_Your goal_
Copy everything from the line containing "Box the cloudy" down to the line containing "240,0,339,38", requests included, shifting each bounding-box coordinate in the answers up by 23. Leave the pictures out of your copy.

Image annotation data:
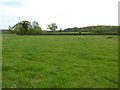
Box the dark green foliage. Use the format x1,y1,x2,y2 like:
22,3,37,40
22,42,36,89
9,20,42,35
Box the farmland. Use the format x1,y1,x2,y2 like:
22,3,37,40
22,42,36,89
2,34,118,88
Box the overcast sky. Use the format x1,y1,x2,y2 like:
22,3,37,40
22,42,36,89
0,0,119,29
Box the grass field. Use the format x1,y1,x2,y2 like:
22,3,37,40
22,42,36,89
2,34,118,88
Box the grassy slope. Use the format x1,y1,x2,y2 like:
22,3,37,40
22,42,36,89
3,35,118,88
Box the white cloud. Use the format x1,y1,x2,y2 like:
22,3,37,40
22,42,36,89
0,0,118,29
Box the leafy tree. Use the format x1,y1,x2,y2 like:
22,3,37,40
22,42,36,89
9,20,42,35
47,23,58,31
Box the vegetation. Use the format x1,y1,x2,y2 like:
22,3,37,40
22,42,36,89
64,25,118,34
9,20,42,35
2,34,118,88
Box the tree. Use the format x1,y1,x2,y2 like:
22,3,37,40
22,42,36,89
9,20,42,35
47,23,58,31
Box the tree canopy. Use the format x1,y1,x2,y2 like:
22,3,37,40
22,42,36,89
9,20,42,35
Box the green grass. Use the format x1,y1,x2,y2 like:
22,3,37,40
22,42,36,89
2,34,118,88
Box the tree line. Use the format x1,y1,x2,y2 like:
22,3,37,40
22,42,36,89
9,20,118,35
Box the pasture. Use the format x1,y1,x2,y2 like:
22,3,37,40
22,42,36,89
2,34,118,88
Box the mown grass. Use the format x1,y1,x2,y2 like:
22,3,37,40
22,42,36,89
2,34,118,88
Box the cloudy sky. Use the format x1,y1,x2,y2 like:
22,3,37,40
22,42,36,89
0,0,119,29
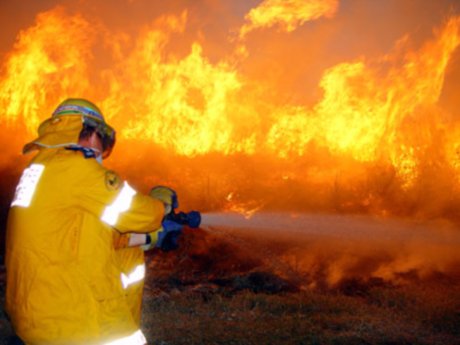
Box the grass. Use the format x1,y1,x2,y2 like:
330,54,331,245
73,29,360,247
139,278,460,345
0,268,460,345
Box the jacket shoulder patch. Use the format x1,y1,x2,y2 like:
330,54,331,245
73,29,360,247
105,170,121,191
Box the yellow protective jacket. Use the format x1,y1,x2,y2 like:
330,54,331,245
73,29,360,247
114,233,147,327
6,117,164,345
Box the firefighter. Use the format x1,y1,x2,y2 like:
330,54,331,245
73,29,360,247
6,99,180,345
113,186,182,326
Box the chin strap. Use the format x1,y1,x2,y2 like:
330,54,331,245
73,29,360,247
66,145,100,159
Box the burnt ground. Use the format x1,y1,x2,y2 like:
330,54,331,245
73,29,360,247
0,220,460,345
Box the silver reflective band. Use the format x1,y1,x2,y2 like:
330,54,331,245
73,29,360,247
121,264,145,289
11,164,45,207
104,329,147,345
101,182,136,226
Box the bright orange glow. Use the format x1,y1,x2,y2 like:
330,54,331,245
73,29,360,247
0,0,460,216
240,0,339,38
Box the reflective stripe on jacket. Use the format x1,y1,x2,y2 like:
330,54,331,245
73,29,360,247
6,149,164,345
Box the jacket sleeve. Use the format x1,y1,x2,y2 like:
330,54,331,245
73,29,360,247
77,162,164,233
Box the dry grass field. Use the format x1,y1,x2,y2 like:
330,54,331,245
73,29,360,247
0,215,460,345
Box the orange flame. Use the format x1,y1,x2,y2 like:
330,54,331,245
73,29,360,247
239,0,339,38
0,0,460,218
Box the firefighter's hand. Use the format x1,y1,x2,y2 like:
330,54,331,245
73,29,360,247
155,220,182,252
149,186,179,215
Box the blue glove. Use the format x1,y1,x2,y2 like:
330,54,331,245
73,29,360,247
155,219,182,252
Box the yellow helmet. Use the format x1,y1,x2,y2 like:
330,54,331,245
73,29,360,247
23,98,115,158
52,98,115,158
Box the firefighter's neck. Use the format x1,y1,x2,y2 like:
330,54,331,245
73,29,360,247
78,132,103,161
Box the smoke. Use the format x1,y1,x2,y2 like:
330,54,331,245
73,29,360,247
146,212,460,293
0,0,460,218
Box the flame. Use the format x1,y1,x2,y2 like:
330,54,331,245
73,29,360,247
239,0,339,38
224,192,264,219
0,0,460,215
0,7,93,132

_Output of the task_
Box the cloudy sky. Use the format x1,y1,x2,y2 like:
22,3,37,40
22,42,36,89
23,23,142,52
Box the grass. Use the format x1,y1,x2,y2 like:
330,54,331,245
73,29,360,247
162,301,483,368
23,291,483,368
Box the jacket shoulder patch. Use the format x1,y1,x2,y2 like:
330,54,331,245
73,29,360,247
128,193,144,214
Box the yellow protective jacket. Use the format x1,y1,x2,y2 like:
330,54,331,245
73,29,360,247
137,256,170,350
29,140,187,368
Box the firefighter. Use the format x1,y1,x2,y2 like:
330,54,331,245
73,29,360,247
29,122,203,368
136,209,205,349
Box the chin strap. Use the format x1,y1,x2,y2 like:
330,54,331,245
73,29,360,247
89,168,123,182
Box the burnt ground. Use the format x1,y1,x2,y2 like:
330,54,331,245
73,29,360,247
23,243,483,368
Box the silver reflective band. Use the format x1,y1,x2,y2 like:
330,54,331,245
73,29,360,247
144,287,168,312
34,187,68,230
127,352,170,368
124,205,159,249
Box the bright orange glow. Use the format x1,y1,x2,y2 like:
330,54,331,245
73,29,360,247
23,23,483,239
263,23,362,61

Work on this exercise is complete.